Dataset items

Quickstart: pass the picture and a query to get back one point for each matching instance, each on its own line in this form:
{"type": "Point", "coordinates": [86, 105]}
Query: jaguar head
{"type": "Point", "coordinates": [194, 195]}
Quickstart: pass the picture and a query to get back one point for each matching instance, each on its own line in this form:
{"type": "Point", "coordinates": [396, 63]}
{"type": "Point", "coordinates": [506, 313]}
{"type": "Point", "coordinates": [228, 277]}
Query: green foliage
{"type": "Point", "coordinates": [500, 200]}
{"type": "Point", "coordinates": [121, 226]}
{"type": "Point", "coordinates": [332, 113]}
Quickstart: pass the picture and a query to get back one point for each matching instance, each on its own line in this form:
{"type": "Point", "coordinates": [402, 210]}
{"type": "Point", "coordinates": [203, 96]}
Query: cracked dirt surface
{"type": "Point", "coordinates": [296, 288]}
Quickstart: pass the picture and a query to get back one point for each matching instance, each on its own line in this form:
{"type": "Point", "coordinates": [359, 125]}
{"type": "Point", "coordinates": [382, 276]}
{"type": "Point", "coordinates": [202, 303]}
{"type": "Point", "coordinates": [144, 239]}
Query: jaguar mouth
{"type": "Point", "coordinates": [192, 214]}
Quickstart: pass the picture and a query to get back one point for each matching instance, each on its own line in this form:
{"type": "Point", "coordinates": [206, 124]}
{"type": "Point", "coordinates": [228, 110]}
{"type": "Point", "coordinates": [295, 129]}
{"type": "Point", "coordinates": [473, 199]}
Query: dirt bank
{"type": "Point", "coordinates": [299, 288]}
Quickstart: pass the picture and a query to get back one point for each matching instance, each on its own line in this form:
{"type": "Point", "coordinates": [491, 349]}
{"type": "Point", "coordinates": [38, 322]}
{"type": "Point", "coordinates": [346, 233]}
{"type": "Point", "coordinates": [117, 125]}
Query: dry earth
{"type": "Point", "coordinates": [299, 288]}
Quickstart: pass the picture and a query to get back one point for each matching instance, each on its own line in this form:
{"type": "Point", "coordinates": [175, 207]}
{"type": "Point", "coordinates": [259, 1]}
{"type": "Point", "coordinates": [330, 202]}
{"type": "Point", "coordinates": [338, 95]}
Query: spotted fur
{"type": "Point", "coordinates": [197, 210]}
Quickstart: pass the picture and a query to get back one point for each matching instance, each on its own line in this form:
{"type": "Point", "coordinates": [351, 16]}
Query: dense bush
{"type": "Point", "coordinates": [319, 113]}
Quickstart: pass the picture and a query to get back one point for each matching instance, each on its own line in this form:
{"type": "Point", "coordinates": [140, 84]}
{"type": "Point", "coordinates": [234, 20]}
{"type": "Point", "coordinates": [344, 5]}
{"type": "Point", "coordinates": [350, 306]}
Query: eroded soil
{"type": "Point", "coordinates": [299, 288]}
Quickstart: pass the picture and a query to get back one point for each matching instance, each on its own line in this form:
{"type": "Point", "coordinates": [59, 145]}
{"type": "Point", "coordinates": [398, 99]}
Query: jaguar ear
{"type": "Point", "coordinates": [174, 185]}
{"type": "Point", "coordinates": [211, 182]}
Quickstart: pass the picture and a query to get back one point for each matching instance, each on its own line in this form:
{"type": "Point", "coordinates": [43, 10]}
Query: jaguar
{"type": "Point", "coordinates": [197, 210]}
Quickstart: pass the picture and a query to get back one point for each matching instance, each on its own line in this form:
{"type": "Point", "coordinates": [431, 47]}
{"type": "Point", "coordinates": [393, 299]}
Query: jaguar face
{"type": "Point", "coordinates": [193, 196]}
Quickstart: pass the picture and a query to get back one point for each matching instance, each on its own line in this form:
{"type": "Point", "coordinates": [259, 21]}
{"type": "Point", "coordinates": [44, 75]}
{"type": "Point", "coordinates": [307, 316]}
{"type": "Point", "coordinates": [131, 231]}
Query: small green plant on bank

■ **Given exercise**
Set all of the entries down again, exactly as they were given.

■ **Output below**
Quickstart: pass the picture and a query to get back one point for each matching instance, each on its own line in this form:
{"type": "Point", "coordinates": [86, 105]}
Query: jaguar head
{"type": "Point", "coordinates": [194, 195]}
Quickstart: pass the picture and a query to get back one point for each matching instance, each on its own line in this form:
{"type": "Point", "coordinates": [396, 63]}
{"type": "Point", "coordinates": [506, 313]}
{"type": "Point", "coordinates": [228, 277]}
Query: green foliage
{"type": "Point", "coordinates": [500, 200]}
{"type": "Point", "coordinates": [121, 226]}
{"type": "Point", "coordinates": [332, 113]}
Quickstart: pass the picture and a query to get back one point for each matching instance, each on its own line in this form:
{"type": "Point", "coordinates": [402, 210]}
{"type": "Point", "coordinates": [203, 96]}
Query: cracked dirt surface
{"type": "Point", "coordinates": [296, 288]}
Quickstart: pass the picture and a query to get back one point for each matching instance, each on its own line in this form:
{"type": "Point", "coordinates": [359, 125]}
{"type": "Point", "coordinates": [382, 276]}
{"type": "Point", "coordinates": [202, 303]}
{"type": "Point", "coordinates": [144, 239]}
Query: jaguar mouth
{"type": "Point", "coordinates": [192, 214]}
Quickstart: pass the picture and a query to get back one point for each matching instance, each on its own line in this form:
{"type": "Point", "coordinates": [206, 124]}
{"type": "Point", "coordinates": [228, 110]}
{"type": "Point", "coordinates": [295, 129]}
{"type": "Point", "coordinates": [473, 199]}
Query: dirt bank
{"type": "Point", "coordinates": [299, 288]}
Quickstart: pass the picture and a query to get back one point for each matching instance, each on its own line in this form:
{"type": "Point", "coordinates": [491, 349]}
{"type": "Point", "coordinates": [38, 322]}
{"type": "Point", "coordinates": [346, 233]}
{"type": "Point", "coordinates": [117, 125]}
Query: dry earth
{"type": "Point", "coordinates": [299, 288]}
Quickstart: pass the picture and a query to get back one point for each matching instance, each on its own line in this form:
{"type": "Point", "coordinates": [175, 207]}
{"type": "Point", "coordinates": [259, 1]}
{"type": "Point", "coordinates": [330, 202]}
{"type": "Point", "coordinates": [338, 95]}
Query: spotted fur
{"type": "Point", "coordinates": [197, 210]}
Quickstart: pass the picture and a query to get back one point for each matching instance, each on its own line in this form:
{"type": "Point", "coordinates": [351, 16]}
Query: dense bush
{"type": "Point", "coordinates": [319, 113]}
Quickstart: pass the picture and a query to get back one point for each matching instance, each on its own line in this form:
{"type": "Point", "coordinates": [140, 84]}
{"type": "Point", "coordinates": [234, 20]}
{"type": "Point", "coordinates": [344, 5]}
{"type": "Point", "coordinates": [350, 306]}
Query: eroded soil
{"type": "Point", "coordinates": [299, 288]}
Quickstart: pass the picture and a query to get back one point for each matching instance, each on its own line in this form:
{"type": "Point", "coordinates": [59, 145]}
{"type": "Point", "coordinates": [398, 99]}
Query: jaguar ear
{"type": "Point", "coordinates": [174, 185]}
{"type": "Point", "coordinates": [211, 182]}
Quickstart: pass the picture and a query to get back one point for each matching instance, each on its own line in this form:
{"type": "Point", "coordinates": [43, 10]}
Query: jaguar
{"type": "Point", "coordinates": [197, 210]}
Quickstart: pass the picture and a query to get back one point for each matching instance, each on its own line in this form:
{"type": "Point", "coordinates": [431, 47]}
{"type": "Point", "coordinates": [393, 299]}
Query: jaguar face
{"type": "Point", "coordinates": [193, 196]}
Quickstart: pass the picture and a query to get back one point for each matching instance, each on its own line in this form:
{"type": "Point", "coordinates": [259, 21]}
{"type": "Point", "coordinates": [44, 75]}
{"type": "Point", "coordinates": [307, 316]}
{"type": "Point", "coordinates": [131, 231]}
Query: small green plant on bank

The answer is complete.